• [ASSIGNMENT]:
Reproduce the material from its start through the line containing "positive clicks: (158, 350) (158, 365)", replacing every "rough mask" with "coarse mask" and leaving everything else unchanged.

BEGIN

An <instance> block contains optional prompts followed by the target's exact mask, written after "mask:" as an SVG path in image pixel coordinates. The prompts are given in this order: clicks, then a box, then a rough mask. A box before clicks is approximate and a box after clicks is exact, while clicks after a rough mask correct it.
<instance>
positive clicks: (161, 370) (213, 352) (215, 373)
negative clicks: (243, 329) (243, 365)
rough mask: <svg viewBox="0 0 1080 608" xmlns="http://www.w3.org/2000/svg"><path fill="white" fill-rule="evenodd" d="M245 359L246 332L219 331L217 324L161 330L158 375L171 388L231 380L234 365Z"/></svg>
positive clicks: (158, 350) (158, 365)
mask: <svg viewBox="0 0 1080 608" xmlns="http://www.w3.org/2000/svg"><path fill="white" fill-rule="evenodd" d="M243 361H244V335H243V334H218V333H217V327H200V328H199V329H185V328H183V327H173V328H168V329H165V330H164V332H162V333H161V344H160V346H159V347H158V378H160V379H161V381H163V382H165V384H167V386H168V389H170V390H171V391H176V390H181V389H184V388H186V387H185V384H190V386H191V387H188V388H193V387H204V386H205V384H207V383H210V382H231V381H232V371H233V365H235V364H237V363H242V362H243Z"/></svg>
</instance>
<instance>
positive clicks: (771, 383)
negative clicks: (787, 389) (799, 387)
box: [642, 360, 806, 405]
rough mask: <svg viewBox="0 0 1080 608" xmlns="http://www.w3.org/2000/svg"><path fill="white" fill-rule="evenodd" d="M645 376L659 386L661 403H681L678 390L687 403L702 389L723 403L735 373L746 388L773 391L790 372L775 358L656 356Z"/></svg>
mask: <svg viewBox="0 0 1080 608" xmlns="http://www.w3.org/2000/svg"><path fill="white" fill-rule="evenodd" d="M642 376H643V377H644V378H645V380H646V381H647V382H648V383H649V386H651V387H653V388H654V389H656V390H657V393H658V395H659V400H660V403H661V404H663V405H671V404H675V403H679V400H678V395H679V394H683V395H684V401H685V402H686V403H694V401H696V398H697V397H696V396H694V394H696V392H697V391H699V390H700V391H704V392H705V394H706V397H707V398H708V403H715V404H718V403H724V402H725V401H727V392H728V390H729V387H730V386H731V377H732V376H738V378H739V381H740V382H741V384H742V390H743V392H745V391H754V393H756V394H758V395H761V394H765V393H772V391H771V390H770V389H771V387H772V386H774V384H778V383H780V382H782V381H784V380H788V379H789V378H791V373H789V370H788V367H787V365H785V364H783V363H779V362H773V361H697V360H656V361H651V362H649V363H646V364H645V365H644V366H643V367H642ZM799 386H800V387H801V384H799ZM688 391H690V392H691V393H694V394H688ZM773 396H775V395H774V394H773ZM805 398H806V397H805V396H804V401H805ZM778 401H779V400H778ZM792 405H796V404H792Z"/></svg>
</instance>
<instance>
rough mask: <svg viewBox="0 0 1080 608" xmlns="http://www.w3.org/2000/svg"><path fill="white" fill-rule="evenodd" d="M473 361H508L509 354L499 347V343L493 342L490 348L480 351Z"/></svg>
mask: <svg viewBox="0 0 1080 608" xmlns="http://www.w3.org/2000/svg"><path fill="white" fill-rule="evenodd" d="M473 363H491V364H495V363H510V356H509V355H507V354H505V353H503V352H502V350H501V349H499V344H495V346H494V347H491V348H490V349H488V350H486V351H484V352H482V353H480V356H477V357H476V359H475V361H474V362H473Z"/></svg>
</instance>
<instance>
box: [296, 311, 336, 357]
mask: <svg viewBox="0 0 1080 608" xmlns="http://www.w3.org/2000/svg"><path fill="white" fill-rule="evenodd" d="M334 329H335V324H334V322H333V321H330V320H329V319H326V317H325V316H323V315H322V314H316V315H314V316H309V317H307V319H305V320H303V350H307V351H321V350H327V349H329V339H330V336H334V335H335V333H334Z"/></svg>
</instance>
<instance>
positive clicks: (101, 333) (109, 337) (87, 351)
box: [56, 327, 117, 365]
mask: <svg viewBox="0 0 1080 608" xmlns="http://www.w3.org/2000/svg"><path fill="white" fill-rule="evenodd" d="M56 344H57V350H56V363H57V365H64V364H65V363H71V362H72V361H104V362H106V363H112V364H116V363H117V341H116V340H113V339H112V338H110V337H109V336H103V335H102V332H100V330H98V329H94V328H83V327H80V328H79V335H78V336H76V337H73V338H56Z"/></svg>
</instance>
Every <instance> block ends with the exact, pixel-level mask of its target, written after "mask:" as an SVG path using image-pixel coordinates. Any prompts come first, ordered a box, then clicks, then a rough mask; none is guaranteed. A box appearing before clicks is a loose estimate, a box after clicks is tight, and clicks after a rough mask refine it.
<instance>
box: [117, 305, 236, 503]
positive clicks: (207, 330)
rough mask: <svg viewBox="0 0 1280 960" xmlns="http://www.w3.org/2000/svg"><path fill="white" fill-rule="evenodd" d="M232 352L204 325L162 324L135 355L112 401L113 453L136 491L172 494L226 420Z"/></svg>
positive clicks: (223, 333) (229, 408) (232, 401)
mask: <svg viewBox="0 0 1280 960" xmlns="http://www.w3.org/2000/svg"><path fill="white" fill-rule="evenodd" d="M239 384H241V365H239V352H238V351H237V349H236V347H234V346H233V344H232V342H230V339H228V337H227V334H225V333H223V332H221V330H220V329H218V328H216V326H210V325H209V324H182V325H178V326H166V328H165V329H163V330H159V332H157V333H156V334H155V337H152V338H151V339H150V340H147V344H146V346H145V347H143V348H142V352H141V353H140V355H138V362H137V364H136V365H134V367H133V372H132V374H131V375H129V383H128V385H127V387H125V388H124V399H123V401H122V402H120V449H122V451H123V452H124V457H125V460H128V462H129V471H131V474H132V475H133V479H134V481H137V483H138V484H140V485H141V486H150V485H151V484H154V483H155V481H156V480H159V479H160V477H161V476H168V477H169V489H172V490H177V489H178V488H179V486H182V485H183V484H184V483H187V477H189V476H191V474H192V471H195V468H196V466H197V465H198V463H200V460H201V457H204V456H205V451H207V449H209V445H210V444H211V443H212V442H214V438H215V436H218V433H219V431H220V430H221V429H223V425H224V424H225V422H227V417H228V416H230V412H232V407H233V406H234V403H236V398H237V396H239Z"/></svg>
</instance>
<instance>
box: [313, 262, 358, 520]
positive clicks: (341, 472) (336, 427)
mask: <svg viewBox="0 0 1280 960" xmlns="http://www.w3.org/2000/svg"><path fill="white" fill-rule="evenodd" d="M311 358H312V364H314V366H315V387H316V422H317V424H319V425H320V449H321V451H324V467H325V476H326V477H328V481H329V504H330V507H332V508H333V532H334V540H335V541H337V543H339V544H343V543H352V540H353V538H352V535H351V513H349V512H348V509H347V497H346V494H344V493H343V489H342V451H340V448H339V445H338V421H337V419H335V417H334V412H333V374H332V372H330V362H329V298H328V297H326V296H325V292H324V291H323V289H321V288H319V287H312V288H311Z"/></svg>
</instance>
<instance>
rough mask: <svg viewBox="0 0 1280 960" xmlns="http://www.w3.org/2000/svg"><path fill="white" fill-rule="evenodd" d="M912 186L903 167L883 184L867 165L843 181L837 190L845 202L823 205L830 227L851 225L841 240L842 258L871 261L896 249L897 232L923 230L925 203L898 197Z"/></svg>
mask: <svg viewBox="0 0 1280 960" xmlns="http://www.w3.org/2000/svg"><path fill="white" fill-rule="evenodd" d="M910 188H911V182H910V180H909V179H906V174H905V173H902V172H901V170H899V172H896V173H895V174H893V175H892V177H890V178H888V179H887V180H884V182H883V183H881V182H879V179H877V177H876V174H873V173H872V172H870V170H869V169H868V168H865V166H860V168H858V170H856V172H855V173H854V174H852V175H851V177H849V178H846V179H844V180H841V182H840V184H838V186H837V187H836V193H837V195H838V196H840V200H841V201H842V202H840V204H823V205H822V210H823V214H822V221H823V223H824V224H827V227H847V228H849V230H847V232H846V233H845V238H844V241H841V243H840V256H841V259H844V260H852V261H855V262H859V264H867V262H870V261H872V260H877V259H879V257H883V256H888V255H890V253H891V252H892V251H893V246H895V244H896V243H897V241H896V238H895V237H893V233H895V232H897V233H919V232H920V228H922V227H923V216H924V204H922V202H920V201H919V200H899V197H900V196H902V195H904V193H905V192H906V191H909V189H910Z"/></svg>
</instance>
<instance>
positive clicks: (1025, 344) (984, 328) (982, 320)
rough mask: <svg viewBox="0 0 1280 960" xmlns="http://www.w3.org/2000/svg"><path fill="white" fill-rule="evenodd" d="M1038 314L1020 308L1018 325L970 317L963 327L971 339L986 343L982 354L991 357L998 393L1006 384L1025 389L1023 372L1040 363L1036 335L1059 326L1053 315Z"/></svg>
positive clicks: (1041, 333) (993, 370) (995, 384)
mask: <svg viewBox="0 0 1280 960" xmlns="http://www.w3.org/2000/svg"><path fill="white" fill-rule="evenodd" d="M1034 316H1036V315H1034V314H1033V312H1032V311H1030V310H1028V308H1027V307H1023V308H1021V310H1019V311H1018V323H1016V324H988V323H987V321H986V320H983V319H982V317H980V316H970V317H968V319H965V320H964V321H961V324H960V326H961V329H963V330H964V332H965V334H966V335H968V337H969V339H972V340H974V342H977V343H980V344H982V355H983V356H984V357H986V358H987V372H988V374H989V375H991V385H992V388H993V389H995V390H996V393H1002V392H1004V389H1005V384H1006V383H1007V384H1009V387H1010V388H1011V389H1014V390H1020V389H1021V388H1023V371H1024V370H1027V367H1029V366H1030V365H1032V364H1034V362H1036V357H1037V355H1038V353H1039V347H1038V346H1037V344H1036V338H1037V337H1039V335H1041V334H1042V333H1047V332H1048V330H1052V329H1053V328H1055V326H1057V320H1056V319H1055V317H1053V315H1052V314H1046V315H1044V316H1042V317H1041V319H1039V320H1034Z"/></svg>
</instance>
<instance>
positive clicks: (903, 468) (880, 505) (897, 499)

END

• [FINISHED EXERCISE]:
An <instance> block contains optional prompts followed by the target's exact mask, written after "mask:" as an SVG path in image pixel coordinates. The prompts are given in this order: clicks, then a box, then a coarse mask. A box before clicks is approximate and a box after clicks is exact, while clicks after a coarse mask correct it.
<instance>
positive clicks: (161, 370) (213, 352) (215, 373)
negative clicks: (243, 329) (243, 365)
coarse mask: <svg viewBox="0 0 1080 608" xmlns="http://www.w3.org/2000/svg"><path fill="white" fill-rule="evenodd" d="M245 359L246 332L219 331L217 324L161 330L158 375L171 388L231 380L234 365Z"/></svg>
positive clicks: (158, 350) (158, 365)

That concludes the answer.